Forse il discorso è finito, forse no, ma continuare non è più possibile. Alle 10 e 30 Bruno Vettraino, segretario della Camera del lavoro di Roma che avrebbe garantito a Lama l’assenza di pericoli e contro il quale molte dita saranno puntate, dichiara sciolta la manifestazione e il segretario generale della Cgil viene portato via dall’Università. Il palco è capovolto e demolito, il bilancio, parziale, sarà di un centinaio di feriti, medicati in facoltà, al Policlinico, nei locali della Federazione romana del Pci di via dei Frentani.
“Basta, basta, non ci si picchia fra compagni”, afferma qualcuno, piangendo. Proprio riferendosi a quell'evento Fabrizio De André canterà: "Ed ero già vecchio quando vicino a Roma a Little Big Horn, Capelli corti generale ci parlò all’università, dei fratelli “tute blu” che seppellirono le asce. Ma non fumammo con lui, non era venuto in pace".

━━━━━━

§ Attività
Riporti la parte del brano sulla contestazione a Lama compresa tra "Forse il discorso" e "via dei Frentani.", estremi inclusi, sostituendo "palco" con "podio". Il materiale riportato di seguito è separato dal brano sulla contestazione a Lama.

§ Dati registrati
━━━━━━

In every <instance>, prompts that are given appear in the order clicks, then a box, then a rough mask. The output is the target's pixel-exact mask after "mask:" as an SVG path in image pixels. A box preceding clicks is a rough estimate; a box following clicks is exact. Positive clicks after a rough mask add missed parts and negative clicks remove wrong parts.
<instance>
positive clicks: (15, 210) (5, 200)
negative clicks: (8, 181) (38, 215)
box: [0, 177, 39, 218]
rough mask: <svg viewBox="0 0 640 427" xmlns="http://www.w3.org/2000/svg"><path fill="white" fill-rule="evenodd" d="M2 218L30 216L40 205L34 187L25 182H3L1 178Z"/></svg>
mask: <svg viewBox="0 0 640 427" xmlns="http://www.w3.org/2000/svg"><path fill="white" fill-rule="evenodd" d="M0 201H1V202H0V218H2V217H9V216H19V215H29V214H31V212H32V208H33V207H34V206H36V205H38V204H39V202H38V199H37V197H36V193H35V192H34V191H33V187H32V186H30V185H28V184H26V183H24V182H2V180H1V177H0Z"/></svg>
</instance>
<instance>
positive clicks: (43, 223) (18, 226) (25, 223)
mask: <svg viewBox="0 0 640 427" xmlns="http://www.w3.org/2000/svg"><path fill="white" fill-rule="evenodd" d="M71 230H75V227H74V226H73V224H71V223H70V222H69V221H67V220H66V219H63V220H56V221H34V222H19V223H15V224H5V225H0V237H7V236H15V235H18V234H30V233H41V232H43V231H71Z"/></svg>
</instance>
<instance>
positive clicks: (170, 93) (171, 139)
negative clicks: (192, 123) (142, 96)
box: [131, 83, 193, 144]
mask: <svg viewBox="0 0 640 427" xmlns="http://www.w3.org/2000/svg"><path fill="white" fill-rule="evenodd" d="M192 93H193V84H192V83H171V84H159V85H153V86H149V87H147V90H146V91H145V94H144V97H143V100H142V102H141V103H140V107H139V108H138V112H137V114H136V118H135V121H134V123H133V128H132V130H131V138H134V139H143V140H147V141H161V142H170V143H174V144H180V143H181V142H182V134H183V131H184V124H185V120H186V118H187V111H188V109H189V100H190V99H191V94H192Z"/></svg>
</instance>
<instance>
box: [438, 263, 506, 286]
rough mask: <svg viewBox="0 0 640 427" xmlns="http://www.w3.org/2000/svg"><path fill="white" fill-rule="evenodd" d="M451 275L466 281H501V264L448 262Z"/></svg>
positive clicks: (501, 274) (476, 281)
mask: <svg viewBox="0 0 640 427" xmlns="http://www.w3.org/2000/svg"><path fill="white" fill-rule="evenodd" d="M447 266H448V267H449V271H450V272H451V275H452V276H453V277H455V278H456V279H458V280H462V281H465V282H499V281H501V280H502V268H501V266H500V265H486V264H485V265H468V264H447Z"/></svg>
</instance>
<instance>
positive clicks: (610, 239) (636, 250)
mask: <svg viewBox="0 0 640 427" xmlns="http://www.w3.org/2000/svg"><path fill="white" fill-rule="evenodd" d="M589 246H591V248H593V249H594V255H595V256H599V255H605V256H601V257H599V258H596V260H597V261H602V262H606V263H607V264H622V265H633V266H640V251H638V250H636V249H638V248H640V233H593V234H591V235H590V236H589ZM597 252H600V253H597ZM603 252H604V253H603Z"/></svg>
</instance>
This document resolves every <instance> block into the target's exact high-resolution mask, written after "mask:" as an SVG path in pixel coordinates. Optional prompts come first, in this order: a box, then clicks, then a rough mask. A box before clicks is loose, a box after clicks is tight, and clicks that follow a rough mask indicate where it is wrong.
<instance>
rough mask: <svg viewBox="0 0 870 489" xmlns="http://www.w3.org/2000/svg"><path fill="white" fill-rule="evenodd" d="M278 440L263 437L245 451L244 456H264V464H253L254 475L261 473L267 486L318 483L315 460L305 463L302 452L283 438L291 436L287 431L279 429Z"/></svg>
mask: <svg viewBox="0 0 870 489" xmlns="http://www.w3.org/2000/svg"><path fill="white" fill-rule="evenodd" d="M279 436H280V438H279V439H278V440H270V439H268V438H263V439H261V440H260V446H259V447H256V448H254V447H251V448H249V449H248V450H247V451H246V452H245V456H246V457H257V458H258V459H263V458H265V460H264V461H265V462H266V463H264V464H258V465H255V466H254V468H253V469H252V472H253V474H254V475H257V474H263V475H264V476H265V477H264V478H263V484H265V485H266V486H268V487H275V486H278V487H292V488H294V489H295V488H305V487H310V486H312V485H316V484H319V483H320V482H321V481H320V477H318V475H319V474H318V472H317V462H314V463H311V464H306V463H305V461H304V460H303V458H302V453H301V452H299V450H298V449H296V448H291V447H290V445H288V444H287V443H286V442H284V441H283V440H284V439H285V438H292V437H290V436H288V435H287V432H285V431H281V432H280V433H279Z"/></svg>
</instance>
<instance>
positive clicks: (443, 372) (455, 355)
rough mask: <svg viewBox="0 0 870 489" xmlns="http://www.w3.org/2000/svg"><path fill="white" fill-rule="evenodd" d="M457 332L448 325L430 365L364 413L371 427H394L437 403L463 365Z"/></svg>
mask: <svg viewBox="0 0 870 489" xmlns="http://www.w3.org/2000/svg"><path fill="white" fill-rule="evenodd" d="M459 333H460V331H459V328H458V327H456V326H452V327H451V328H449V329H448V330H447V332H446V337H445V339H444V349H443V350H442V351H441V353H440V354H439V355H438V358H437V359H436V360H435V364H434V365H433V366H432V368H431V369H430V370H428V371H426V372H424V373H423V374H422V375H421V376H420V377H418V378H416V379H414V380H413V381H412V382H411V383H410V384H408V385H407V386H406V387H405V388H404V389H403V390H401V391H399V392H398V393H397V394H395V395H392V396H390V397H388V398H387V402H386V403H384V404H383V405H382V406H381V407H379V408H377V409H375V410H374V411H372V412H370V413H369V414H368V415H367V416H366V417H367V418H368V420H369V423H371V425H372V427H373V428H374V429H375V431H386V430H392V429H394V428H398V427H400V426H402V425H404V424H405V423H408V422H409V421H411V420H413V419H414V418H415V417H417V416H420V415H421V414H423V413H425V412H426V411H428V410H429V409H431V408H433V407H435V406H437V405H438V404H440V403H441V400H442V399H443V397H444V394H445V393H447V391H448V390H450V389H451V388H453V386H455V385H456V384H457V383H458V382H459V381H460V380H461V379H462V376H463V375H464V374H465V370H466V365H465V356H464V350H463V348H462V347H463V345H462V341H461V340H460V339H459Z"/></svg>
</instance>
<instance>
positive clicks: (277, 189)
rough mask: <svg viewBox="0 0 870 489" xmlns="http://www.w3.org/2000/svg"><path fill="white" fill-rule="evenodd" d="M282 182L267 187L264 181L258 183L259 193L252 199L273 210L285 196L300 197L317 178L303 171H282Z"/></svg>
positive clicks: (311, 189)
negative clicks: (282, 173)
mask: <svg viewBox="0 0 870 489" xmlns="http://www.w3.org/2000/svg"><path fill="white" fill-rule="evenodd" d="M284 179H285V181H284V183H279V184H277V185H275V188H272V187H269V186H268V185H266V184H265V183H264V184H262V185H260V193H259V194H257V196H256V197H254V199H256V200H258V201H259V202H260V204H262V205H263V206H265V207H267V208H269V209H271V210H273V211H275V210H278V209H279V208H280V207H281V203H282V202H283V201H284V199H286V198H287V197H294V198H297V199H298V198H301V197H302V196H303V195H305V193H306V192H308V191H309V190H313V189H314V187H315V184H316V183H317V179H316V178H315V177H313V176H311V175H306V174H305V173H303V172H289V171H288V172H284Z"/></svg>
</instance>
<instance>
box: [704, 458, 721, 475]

━━━━━━

§ Risultato
Forse il discorso è finito, forse no, ma continuare non è più possibile. Alle 10 e 30 Bruno Vettraino, segretario della Camera del lavoro di Roma che avrebbe garantito a Lama l’assenza di pericoli e contro il quale molte dita saranno puntate, dichiara sciolta la manifestazione e il segretario generale della Cgil viene portato via dall’Università. Il podio è capovolto e demolito, il bilancio, parziale, sarà di un centinaio di feriti, medicati in facoltà, al Policlinico, nei locali della Federazione romana del Pci di via dei Frentani.